# [Available data]
--- BEGIN ---

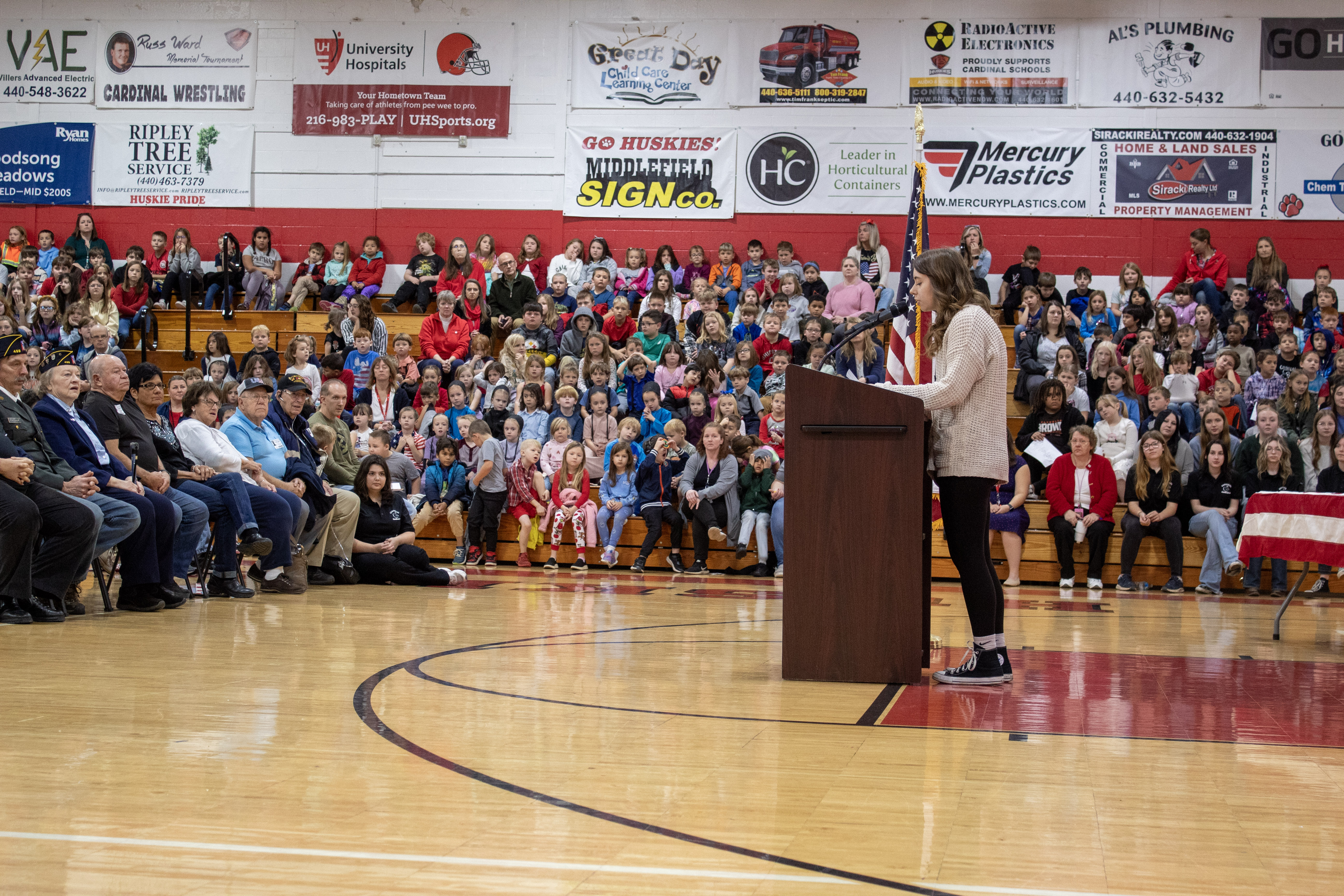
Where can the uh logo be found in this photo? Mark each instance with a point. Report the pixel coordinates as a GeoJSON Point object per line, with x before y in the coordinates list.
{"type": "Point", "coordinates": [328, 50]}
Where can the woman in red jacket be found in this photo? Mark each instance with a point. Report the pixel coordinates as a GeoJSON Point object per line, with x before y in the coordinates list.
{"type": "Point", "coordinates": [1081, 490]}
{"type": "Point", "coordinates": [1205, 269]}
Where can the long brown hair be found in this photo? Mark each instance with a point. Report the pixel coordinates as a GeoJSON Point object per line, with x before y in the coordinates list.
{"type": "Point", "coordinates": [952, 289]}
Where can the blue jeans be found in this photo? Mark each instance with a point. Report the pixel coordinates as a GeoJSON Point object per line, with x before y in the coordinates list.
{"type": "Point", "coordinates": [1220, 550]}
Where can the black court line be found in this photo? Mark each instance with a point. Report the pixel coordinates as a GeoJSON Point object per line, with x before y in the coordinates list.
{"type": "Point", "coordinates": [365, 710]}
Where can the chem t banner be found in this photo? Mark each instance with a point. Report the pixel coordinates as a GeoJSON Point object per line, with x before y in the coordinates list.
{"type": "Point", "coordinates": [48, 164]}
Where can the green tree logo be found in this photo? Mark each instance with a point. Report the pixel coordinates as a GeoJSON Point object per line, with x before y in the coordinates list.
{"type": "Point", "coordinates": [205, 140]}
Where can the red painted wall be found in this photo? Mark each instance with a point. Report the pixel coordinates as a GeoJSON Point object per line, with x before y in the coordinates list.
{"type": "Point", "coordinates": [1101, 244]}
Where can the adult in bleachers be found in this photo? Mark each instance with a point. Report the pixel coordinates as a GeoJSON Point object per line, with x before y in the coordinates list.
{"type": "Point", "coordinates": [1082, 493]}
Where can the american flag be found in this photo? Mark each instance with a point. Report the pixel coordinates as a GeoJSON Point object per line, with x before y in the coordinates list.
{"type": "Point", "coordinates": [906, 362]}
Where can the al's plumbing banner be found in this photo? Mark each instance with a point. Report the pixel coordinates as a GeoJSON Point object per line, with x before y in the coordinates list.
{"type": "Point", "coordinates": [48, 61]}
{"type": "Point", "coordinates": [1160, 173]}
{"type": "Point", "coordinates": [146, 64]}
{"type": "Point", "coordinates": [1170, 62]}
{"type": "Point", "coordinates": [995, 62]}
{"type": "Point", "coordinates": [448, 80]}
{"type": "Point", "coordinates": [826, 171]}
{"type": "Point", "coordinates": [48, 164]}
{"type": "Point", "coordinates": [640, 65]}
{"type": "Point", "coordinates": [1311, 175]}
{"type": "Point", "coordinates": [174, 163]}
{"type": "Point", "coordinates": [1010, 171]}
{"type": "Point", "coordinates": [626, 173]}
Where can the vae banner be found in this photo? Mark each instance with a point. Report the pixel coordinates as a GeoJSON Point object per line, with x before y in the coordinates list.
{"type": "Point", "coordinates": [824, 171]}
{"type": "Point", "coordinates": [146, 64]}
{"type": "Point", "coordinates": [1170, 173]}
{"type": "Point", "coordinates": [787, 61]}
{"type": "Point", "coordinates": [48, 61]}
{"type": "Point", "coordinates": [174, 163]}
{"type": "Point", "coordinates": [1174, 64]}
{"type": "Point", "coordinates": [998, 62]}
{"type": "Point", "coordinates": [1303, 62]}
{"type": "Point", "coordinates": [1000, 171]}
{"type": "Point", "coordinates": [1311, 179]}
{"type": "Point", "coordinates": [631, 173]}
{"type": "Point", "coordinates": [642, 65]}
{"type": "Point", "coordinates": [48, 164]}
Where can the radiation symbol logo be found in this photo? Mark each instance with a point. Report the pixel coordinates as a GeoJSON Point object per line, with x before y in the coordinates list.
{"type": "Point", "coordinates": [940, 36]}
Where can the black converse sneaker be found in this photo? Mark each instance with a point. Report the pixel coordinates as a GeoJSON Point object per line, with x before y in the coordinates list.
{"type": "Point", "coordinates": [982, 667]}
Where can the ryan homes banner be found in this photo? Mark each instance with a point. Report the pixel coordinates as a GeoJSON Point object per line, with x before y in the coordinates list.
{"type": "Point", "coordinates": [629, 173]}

--- END ---
--- BEGIN ---

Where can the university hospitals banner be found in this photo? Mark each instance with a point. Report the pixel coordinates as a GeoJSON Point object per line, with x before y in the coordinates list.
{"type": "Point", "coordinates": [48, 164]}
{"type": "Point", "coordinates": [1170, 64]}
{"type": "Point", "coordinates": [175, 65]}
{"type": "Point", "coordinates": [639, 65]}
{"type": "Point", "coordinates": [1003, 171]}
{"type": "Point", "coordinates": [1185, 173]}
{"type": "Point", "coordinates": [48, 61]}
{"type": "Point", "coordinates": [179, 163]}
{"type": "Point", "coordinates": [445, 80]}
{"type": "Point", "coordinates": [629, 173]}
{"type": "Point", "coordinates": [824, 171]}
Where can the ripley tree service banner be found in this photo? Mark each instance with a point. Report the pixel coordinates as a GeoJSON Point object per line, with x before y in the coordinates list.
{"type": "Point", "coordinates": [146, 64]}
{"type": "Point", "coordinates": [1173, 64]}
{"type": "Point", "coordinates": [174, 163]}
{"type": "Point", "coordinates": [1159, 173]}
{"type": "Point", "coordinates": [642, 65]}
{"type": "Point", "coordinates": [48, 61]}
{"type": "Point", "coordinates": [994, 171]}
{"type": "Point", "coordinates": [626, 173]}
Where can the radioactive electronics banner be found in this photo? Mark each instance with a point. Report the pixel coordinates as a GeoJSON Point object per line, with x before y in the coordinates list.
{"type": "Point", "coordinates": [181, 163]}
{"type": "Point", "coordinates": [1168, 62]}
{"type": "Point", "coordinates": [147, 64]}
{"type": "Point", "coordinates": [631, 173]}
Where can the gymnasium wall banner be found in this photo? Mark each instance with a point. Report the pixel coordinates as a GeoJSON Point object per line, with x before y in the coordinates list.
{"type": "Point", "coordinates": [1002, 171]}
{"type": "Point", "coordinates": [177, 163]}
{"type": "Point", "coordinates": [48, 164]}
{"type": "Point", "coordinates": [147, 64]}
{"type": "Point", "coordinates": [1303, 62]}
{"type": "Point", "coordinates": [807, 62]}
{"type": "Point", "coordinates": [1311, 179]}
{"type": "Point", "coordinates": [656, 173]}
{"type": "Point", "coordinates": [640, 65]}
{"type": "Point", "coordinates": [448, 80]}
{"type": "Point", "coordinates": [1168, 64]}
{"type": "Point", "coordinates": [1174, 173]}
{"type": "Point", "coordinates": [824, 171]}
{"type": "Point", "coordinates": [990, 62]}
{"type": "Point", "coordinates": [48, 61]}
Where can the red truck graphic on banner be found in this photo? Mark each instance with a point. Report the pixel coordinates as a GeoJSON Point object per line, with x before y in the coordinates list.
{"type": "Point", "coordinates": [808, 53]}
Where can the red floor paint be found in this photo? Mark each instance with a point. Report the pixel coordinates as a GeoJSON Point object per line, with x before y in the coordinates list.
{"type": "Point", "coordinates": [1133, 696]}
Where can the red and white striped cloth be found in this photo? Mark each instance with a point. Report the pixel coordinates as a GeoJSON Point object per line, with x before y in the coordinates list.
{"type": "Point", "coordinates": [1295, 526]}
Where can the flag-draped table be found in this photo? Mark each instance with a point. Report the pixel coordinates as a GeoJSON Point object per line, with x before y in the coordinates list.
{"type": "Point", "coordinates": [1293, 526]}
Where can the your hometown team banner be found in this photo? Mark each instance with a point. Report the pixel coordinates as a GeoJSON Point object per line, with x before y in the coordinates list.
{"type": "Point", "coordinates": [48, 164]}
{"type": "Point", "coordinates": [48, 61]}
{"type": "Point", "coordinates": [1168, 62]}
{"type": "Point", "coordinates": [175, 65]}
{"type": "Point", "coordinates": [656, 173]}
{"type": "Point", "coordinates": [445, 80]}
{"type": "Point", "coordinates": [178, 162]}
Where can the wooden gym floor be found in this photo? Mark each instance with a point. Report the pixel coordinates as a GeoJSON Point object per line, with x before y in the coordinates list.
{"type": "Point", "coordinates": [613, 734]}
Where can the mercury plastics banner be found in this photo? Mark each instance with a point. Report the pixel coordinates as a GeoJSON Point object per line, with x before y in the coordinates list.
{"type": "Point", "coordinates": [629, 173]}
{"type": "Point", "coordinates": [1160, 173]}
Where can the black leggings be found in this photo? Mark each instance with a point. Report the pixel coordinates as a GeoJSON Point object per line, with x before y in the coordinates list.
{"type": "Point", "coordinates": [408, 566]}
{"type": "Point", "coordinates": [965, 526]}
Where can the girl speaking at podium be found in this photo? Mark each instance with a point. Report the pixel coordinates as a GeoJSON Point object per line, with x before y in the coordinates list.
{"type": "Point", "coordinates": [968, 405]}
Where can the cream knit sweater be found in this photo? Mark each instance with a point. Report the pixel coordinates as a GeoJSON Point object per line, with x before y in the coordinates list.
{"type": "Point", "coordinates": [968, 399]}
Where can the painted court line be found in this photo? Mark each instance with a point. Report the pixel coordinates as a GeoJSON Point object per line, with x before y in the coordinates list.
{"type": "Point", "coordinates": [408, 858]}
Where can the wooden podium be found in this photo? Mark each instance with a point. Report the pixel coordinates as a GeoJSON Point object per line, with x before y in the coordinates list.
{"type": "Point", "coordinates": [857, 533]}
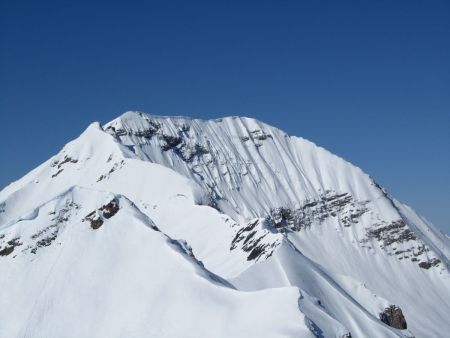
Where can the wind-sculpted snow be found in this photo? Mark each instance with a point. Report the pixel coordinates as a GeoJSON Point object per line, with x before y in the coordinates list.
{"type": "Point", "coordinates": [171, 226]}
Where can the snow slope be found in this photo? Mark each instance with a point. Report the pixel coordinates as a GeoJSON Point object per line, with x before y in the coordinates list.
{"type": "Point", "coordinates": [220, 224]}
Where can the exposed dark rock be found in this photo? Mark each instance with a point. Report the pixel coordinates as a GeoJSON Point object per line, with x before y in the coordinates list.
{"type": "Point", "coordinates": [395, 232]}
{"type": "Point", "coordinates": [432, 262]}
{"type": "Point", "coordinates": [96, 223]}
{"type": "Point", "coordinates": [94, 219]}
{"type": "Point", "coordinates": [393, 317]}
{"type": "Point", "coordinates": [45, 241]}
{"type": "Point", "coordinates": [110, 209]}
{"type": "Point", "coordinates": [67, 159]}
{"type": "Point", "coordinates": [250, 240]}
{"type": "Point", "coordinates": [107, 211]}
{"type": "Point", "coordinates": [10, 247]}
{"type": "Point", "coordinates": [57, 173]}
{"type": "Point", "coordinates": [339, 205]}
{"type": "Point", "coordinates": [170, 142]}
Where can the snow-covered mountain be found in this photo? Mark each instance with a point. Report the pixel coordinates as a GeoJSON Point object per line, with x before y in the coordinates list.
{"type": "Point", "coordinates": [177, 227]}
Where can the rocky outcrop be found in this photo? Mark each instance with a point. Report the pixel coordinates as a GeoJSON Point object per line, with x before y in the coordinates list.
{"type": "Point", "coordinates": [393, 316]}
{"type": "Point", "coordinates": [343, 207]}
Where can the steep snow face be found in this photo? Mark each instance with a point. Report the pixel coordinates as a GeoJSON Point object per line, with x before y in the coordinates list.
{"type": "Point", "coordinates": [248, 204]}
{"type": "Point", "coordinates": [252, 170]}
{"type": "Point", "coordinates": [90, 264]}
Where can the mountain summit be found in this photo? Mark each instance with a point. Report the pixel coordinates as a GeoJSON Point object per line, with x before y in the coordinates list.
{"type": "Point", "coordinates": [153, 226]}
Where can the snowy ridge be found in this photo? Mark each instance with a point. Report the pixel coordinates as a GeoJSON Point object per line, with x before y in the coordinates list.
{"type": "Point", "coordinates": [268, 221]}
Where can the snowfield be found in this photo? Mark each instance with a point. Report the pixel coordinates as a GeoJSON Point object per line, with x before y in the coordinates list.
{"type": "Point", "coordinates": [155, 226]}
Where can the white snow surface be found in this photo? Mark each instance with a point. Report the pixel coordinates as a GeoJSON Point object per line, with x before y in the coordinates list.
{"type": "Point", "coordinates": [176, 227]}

--- END ---
--- BEGIN ---

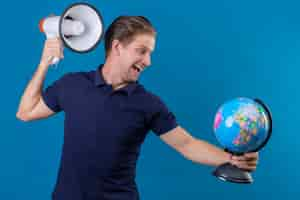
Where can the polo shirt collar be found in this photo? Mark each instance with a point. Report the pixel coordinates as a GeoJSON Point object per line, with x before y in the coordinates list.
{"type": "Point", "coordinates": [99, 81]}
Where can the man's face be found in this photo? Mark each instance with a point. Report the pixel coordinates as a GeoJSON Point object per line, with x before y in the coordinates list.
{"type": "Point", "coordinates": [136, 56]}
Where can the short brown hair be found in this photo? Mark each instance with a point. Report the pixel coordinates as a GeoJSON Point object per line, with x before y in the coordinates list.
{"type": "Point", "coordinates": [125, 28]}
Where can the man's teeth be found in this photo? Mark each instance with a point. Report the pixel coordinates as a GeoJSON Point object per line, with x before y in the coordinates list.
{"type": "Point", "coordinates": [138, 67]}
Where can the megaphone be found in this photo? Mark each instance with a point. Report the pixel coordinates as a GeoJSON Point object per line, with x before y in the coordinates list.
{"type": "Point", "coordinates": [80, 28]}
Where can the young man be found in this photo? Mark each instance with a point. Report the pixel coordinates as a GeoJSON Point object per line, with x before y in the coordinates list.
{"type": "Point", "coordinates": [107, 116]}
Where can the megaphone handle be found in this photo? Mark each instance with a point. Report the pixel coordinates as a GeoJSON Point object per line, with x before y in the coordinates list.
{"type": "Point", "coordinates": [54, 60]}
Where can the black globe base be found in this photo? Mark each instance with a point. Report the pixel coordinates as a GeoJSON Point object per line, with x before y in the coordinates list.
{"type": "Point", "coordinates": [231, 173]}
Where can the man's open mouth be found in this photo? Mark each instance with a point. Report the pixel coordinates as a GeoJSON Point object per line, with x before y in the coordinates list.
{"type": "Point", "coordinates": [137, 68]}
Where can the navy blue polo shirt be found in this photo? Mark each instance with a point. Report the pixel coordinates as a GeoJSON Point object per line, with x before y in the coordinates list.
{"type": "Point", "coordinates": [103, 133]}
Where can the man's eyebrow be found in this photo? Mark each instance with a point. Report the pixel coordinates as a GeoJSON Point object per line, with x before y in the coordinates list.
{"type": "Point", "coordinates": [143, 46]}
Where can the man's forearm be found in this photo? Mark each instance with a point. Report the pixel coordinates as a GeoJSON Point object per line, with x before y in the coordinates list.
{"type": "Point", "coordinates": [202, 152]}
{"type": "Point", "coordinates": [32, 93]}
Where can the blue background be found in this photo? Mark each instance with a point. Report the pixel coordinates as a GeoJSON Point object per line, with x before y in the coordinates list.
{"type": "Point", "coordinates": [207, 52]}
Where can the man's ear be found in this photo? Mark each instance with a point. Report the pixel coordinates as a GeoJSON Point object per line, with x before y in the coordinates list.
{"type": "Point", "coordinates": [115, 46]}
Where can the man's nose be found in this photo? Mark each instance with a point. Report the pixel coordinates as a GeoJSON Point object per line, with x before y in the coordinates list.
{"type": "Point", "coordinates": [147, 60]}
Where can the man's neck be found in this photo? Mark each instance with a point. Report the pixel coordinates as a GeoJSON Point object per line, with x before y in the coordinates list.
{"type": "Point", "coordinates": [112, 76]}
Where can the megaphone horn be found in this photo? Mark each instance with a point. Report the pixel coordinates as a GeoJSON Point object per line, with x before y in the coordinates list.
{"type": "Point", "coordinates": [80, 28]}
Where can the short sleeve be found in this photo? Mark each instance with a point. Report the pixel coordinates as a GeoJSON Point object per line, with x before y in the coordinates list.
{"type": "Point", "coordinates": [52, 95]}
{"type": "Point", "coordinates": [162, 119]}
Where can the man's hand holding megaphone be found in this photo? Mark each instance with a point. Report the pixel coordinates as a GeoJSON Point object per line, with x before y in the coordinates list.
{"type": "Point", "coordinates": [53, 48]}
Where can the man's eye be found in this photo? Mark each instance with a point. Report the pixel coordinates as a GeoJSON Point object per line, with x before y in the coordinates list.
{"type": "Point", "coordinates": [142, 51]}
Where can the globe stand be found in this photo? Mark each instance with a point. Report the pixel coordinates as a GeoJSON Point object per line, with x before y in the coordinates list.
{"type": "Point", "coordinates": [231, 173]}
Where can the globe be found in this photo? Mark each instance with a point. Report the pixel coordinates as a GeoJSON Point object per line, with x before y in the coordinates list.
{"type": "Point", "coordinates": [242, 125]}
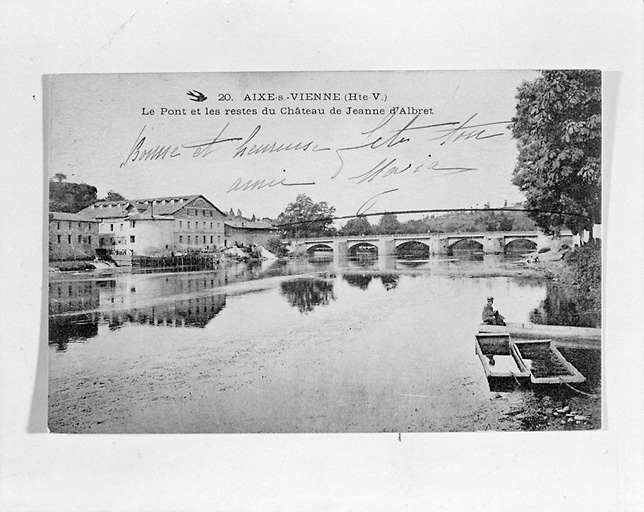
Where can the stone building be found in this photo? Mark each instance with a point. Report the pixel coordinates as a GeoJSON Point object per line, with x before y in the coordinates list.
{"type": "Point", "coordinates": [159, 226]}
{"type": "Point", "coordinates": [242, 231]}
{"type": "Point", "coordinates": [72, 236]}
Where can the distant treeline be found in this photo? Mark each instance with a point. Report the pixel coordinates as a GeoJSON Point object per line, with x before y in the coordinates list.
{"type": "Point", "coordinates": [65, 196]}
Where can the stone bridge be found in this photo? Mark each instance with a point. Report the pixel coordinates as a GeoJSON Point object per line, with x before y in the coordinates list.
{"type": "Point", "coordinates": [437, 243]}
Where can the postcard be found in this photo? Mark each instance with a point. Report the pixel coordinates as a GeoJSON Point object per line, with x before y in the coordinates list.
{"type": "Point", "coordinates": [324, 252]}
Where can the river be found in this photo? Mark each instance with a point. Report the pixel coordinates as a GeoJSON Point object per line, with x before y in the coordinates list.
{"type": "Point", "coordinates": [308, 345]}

--- END ---

# [Written task]
Find every line in the entries above that contains the word "painted" and copy each such line in full. Case counts.

# [Exercise solution]
Where can the red painted wall be found in this photo? Mark each instance with a point. Report the pixel coordinates as a GeoJSON Point object per line, with x before y in the coordinates list.
Where can the painted court line be found in this photo? Mark each instance with a point. Report the pixel coordinates as a GeoJSON Point object per line, with x before y in the coordinates list.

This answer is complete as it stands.